WRITTEN REQUEST 1: Can you set down, word for word, the part of the Algerian housing article below starting at "Slums have been" and ending at "the capital city."?

# START OF SOURCE EXTRACT

Article - June 28, 2012
According to a census conducted in 2007 by the Ministry of Housing and Urban Development, there were more than half a million slum dwellings in Algeria
While lower than its neighbouring Maghreb countries, the government deems this figure much too high for a country its size and wealth. Consequently, part of the national housing programme addresses the eradication of these dwellings and their replacement with homes that are up to standard.

Slums have been recorded dating back to the 1950s, especially around Algiers. Many of these were destroyed and a renewed large-scale operation, specifically intended to mark the 50th anniversary of independence, will clear out many more. The national slum clearance and rehousing programme currently under way began in 2008 and affects 1 million homes across the country. With respect to Algiers it will affect 45,000 families. Last September alone, 3,245 families were relocated to new homes across various districts of the capital city.

Similar settlement clearance and family relocation efforts are happening countrywide. In Oran, for example, more than 3,600 families were earmarked for relocation in January. Also, some 1,500 new housing units were created in the province of Guelma in the first quarter of 2012, adding to the 2,500 new homes created last year.

Mohamed Rehaimia, CEO and President of the OPGI in Hussein Dey, Algiers, explains that families residing in the dilapidated homes will be moved promptly into newly constructed buildings. Thanks to public funding, these new homes will cost very little to rent. “These services will be provided free, with people paying a very low rent equal to less than £3,” he says.

This use of public money, as well as the huge subsidies the government is giving to other housing projects, is a true manifestation of how Algeria is redistributing its wealth among Algerians.

“With all modesty, in this sector we are world leaders. I think we are alone in advocating this strong social policy,” says Mr Rehaimia.

The OPGI is also working to restore the country’s old buildings – or at least the ones worth saving. “They say that Algiers is the largest open museum,” says Noureddine Moussa, Minister for Housing and Urban Development.

Many buildings date back to the 19th century and their rehabilitation has not been easy. “One could say that buildings need health cards because each one is built with different materials and require specialised treatment,” adds the Minister.

For the rehabilitation of old buildings, OPGI has developed collaborations with French and Spanish partners, who have a wealth of experience in the area.

As Algeria frantically builds homes in order to meet deadlines, foreign companies will be invariably valuable partners to local companies, who must adopt “new practices to increase capacities and capabilities,” says Mr Rehaimia.

# END OF SOURCE EXTRACT
# START OF MATERIAL PROVIDED

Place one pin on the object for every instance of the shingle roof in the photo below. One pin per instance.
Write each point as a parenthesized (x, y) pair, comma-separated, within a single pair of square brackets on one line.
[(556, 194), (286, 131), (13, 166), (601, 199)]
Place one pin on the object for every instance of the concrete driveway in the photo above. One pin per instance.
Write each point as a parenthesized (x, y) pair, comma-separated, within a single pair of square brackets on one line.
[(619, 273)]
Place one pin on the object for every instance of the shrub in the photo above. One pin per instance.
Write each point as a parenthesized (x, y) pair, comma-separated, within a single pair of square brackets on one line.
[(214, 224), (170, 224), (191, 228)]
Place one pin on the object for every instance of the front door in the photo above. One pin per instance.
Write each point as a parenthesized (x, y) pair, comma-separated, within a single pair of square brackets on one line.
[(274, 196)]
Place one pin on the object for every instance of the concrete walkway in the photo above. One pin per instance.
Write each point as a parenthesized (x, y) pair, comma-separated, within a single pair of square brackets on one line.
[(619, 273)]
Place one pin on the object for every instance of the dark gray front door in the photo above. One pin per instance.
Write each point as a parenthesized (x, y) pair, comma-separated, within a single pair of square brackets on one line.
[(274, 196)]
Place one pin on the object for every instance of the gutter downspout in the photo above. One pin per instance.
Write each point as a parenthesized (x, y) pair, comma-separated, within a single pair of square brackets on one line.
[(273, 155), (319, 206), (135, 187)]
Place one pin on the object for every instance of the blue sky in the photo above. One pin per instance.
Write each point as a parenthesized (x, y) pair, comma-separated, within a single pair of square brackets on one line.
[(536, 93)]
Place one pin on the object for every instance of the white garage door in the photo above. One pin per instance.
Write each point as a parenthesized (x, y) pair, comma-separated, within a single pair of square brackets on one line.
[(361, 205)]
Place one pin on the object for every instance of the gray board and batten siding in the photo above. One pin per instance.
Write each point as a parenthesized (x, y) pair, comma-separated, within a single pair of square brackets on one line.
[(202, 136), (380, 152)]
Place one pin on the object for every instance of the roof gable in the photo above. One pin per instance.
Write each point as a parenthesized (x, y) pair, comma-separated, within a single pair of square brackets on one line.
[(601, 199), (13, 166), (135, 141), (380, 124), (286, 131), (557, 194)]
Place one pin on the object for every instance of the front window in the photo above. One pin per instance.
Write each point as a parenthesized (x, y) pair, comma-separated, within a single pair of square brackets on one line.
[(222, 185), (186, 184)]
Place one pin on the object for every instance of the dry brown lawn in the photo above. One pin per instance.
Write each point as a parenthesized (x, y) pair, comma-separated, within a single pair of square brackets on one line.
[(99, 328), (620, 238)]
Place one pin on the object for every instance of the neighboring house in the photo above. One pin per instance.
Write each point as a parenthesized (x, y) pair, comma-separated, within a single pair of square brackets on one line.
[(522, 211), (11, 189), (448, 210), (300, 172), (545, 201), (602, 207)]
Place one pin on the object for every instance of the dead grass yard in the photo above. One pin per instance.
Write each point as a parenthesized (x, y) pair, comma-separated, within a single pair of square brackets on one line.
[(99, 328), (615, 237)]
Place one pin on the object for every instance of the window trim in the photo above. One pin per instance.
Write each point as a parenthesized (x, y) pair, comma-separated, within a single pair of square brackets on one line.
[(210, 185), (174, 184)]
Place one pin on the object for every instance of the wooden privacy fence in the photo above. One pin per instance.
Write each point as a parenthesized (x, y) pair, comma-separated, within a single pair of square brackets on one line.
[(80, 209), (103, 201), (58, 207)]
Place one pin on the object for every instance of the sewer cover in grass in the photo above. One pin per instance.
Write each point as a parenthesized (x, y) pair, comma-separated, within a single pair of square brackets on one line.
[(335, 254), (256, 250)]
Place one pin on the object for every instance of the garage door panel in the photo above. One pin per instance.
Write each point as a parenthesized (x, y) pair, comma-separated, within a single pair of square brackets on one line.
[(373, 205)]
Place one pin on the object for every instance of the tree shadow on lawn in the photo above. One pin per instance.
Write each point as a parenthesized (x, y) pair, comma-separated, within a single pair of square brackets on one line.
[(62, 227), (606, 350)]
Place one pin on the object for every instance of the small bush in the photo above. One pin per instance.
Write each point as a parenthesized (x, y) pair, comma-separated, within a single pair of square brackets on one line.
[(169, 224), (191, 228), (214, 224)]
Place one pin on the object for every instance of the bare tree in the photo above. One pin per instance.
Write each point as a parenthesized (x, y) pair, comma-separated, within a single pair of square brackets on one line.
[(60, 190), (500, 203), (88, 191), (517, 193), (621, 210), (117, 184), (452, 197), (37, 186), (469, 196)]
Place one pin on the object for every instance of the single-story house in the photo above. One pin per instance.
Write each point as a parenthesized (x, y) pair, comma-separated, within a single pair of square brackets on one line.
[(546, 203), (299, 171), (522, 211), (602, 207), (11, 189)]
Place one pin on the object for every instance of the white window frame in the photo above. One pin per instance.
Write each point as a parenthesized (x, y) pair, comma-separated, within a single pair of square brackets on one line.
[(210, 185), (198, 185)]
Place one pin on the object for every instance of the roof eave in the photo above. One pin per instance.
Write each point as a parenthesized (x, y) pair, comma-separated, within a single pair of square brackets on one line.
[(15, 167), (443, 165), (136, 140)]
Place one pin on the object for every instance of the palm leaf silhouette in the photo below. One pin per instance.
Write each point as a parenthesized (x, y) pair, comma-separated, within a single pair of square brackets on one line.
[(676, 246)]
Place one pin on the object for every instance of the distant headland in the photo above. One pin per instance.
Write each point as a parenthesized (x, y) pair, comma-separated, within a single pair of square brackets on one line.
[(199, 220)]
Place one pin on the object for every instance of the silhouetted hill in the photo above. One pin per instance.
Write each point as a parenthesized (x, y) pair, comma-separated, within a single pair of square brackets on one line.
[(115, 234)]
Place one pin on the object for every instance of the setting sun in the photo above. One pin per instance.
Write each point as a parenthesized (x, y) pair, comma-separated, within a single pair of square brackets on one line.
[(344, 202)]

# END OF MATERIAL PROVIDED

WRITTEN REQUEST 2: Could you recast the lines of the listing starting at the line that contains "of the single-story" and ending at the line that contains "[(676, 246)]", both included, as a JSON list of strings with one string per line and blank lines left out?

FINISHED ANSWER 1:
Slums have been recorded dating back to the 1950s, especially around Algiers. Many of these were destroyed and a renewed large-scale operation, specifically intended to mark the 50th anniversary of independence, will clear out many more. The national slum clearance and rehousing programme currently under way began in 2008 and affects 1 million homes across the country. With respect to Algiers it will affect 45,000 families. Last September alone, 3,245 families were relocated to new homes across various districts of the capital city.

FINISHED ANSWER 2:
[
  "Place one pin on the object for every instance of the single-story house in the photo above. One pin per instance.",
  "Write each point as a parenthesized (x, y) pair, comma-separated, within a single pair of square brackets on one line.",
  "[(546, 203), (299, 171), (522, 211), (602, 207), (11, 189)]",
  "Place one pin on the object for every instance of the white window frame in the photo above. One pin per instance.",
  "Write each point as a parenthesized (x, y) pair, comma-separated, within a single pair of square brackets on one line.",
  "[(210, 185), (198, 185)]",
  "Place one pin on the object for every instance of the roof eave in the photo above. One pin per instance.",
  "Write each point as a parenthesized (x, y) pair, comma-separated, within a single pair of square brackets on one line.",
  "[(15, 167), (443, 165), (136, 140)]",
  "Place one pin on the object for every instance of the palm leaf silhouette in the photo below. One pin per instance.",
  "Write each point as a parenthesized (x, y) pair, comma-separated, within a single pair of square brackets on one line.",
  "[(676, 246)]"
]